Segment Start: Information

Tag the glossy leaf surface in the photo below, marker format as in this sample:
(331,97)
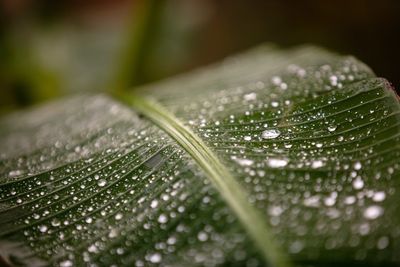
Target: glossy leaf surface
(270,157)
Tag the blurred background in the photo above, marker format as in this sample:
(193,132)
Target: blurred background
(51,48)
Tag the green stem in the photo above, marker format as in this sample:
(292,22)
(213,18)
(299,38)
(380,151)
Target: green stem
(251,219)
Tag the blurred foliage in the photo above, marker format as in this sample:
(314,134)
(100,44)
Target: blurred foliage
(53,48)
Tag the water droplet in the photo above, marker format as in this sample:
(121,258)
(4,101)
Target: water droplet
(379,196)
(332,128)
(162,218)
(373,212)
(93,248)
(202,236)
(101,182)
(55,222)
(155,258)
(317,164)
(247,138)
(243,162)
(66,263)
(383,242)
(270,134)
(277,163)
(357,165)
(43,228)
(249,97)
(118,216)
(358,183)
(154,204)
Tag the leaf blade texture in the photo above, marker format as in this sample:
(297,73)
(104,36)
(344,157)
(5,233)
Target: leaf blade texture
(310,137)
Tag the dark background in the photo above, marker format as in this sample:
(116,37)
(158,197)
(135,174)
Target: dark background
(54,48)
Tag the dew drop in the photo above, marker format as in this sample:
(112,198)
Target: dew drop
(379,196)
(118,216)
(317,164)
(243,162)
(358,183)
(383,242)
(332,128)
(155,258)
(357,165)
(270,134)
(202,236)
(162,218)
(43,228)
(101,182)
(66,263)
(373,212)
(277,163)
(55,222)
(247,138)
(249,97)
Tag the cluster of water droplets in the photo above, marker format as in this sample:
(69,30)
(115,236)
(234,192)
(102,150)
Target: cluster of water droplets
(314,145)
(310,137)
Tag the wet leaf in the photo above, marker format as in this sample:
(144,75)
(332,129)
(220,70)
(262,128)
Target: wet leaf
(269,158)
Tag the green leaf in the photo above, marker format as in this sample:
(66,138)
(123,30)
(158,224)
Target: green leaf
(271,158)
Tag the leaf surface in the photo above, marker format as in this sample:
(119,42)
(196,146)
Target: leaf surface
(267,157)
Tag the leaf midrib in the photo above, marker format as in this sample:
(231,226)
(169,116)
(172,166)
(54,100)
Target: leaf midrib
(231,191)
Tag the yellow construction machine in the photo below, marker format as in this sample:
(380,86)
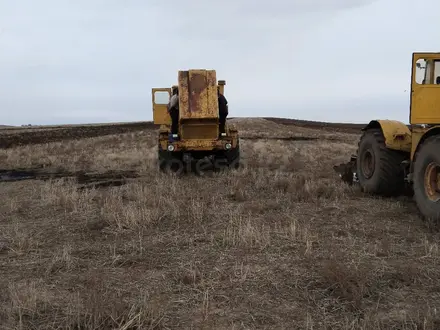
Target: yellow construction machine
(392,156)
(199,145)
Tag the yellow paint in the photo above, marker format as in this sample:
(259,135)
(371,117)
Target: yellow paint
(198,113)
(221,86)
(418,134)
(203,144)
(425,98)
(160,112)
(397,134)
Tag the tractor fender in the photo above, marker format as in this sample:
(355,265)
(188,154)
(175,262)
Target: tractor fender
(420,135)
(397,135)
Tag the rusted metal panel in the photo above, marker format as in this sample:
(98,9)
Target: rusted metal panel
(198,94)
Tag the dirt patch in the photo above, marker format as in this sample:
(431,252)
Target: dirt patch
(85,180)
(28,137)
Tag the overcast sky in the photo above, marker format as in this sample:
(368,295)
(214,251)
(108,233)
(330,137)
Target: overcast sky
(78,61)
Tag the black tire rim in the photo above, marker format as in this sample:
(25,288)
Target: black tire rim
(432,181)
(368,163)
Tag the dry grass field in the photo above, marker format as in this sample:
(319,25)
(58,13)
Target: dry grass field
(111,243)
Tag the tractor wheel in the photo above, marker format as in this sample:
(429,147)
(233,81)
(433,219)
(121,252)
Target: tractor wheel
(378,168)
(426,178)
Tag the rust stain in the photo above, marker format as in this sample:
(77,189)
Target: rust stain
(197,85)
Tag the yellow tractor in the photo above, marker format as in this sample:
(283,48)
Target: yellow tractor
(392,156)
(199,145)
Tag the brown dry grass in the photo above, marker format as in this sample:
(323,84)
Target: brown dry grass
(279,244)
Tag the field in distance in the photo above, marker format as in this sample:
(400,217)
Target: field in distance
(96,237)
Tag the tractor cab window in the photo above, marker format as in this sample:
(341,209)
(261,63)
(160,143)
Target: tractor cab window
(161,97)
(427,72)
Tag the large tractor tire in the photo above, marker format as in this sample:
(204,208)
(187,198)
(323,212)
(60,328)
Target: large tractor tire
(378,168)
(426,179)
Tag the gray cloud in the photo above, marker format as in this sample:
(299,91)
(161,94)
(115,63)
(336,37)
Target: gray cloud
(82,61)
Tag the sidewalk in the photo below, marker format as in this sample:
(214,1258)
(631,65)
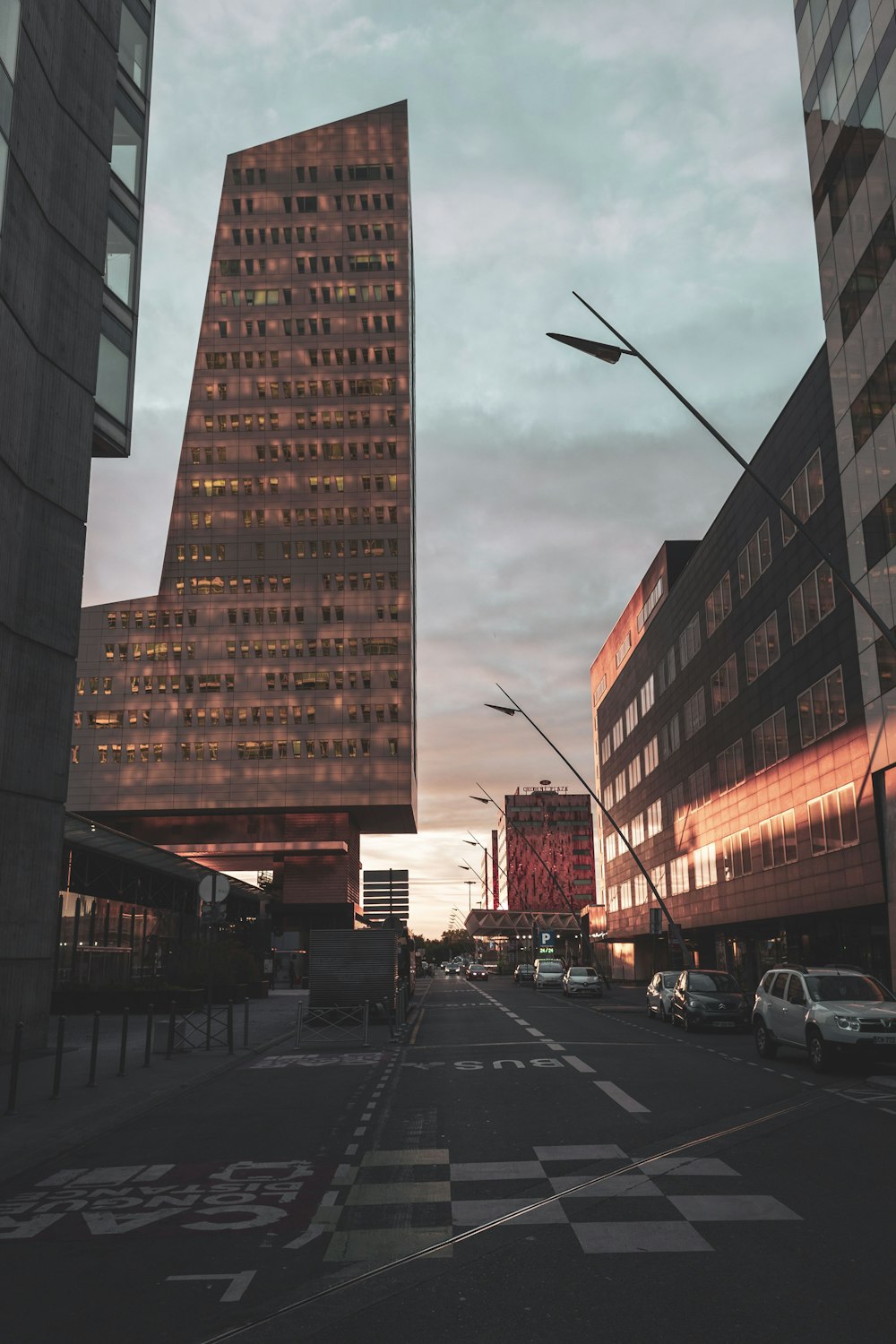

Segment End: Information

» **What you need to do**
Which lines hold the word "below"? Return all of them from the records above.

» **Your solution**
Tag the glossy leaf surface in the photo below, marker format as in this sample:
Tag the yellow construction machine in the photo below, marker format as in this sample:
Tag the sidewalk in the photo below, marker format as in this sample:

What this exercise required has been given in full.